Task to complete - For this exercise, write out exactly the lines from the line containing "Target: blue and white banner" through the last line of the records, and no other lines.

┌──

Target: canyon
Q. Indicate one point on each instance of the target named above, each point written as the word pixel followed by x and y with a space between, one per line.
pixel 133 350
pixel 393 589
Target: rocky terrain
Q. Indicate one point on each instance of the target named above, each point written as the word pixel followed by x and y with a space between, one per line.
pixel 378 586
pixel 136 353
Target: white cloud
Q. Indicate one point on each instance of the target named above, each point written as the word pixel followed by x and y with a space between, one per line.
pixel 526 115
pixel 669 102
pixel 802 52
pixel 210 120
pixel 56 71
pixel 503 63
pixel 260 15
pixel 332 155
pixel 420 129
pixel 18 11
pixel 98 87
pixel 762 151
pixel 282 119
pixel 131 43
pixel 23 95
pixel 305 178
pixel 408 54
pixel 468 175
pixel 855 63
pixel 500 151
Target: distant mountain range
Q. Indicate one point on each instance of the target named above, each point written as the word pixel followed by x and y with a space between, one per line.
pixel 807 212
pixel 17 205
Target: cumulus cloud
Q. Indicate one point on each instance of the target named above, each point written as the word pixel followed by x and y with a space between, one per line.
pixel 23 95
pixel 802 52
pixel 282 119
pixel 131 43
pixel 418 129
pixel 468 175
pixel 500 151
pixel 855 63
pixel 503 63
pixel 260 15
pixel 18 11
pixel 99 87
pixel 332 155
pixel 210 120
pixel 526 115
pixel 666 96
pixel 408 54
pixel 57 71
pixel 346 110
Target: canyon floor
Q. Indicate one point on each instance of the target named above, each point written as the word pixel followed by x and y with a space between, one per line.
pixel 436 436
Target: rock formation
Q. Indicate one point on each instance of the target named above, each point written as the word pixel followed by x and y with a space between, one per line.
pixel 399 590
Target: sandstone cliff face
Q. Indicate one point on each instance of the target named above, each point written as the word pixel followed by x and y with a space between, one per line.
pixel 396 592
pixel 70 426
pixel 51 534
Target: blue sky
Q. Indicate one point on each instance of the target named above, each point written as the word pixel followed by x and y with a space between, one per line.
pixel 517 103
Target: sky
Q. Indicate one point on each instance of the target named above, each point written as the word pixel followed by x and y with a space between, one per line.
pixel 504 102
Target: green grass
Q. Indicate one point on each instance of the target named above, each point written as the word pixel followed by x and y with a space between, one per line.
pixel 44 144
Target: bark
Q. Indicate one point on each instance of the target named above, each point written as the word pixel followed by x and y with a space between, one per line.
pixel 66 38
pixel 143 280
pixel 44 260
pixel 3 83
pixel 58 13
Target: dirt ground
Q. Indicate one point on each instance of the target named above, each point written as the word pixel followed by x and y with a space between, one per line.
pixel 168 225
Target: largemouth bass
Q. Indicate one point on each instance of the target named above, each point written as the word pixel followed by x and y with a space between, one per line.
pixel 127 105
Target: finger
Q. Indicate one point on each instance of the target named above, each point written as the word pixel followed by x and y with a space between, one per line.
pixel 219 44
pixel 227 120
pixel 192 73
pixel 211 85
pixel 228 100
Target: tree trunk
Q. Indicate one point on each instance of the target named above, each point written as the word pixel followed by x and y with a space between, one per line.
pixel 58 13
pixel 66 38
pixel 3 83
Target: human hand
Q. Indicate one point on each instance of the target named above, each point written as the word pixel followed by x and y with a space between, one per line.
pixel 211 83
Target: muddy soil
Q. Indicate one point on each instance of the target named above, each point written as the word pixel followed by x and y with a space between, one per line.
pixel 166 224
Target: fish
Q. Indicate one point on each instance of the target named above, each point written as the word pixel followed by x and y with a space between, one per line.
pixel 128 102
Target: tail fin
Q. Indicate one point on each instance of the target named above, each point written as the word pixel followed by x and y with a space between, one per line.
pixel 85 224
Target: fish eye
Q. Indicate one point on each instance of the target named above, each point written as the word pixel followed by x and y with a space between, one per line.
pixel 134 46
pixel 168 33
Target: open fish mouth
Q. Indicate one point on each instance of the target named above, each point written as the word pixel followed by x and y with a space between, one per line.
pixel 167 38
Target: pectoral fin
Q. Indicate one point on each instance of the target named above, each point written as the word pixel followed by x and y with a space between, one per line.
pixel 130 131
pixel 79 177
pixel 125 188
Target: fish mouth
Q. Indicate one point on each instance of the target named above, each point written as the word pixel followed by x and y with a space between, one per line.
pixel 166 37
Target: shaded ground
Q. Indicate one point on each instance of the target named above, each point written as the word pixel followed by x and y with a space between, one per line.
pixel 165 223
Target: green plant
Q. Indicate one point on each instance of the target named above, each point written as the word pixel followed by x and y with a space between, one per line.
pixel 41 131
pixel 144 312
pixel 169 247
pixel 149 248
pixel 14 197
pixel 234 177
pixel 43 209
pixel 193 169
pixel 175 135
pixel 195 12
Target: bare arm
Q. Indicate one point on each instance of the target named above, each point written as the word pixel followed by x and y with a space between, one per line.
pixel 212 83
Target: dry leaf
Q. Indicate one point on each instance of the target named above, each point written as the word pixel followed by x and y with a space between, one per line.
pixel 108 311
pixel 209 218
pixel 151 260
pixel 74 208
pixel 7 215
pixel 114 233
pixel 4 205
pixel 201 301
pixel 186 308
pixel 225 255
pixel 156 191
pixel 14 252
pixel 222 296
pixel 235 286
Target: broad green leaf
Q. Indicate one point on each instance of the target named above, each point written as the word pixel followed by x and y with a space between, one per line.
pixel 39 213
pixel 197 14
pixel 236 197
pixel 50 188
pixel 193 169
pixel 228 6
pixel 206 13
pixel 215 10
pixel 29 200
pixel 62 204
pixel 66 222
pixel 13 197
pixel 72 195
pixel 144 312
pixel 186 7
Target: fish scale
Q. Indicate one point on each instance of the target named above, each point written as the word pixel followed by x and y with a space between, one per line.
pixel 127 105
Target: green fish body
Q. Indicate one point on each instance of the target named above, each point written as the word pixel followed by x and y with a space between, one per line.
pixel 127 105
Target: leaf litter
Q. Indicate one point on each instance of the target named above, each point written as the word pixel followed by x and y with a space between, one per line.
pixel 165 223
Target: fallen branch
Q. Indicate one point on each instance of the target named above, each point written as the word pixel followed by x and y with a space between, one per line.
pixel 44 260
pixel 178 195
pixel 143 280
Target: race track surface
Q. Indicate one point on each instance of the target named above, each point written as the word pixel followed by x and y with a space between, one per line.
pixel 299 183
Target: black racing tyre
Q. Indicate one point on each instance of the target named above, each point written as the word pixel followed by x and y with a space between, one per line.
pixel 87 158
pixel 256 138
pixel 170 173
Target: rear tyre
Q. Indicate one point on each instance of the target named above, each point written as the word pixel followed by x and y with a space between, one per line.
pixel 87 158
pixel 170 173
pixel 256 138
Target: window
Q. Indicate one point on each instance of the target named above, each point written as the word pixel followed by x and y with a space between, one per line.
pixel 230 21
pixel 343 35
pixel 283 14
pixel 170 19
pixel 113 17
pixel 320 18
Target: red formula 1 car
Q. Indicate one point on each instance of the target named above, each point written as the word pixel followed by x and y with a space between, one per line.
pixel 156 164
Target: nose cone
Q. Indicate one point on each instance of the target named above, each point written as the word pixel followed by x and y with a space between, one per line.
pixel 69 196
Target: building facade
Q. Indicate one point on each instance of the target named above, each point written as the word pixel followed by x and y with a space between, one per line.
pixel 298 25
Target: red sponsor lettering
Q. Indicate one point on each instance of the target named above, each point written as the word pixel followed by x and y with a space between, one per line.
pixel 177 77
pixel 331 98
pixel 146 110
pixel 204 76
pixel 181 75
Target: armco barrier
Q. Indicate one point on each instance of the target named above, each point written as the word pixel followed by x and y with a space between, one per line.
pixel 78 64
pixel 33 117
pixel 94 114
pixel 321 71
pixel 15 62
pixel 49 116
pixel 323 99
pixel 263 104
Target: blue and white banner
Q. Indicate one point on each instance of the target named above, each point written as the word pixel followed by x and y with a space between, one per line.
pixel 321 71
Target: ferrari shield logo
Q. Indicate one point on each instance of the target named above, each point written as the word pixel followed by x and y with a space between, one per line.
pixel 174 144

└──

Expected output -
Target: blue and white banner
Q. Indicate one point on each instance of the target named above, each point written as the word pixel followed by x and y with a space between, one per line.
pixel 321 71
Target: ferrari shield logo
Q. Indicate one point on each instance of the target named above, each point written as the word pixel followed by x and y with a space between, one per line.
pixel 174 144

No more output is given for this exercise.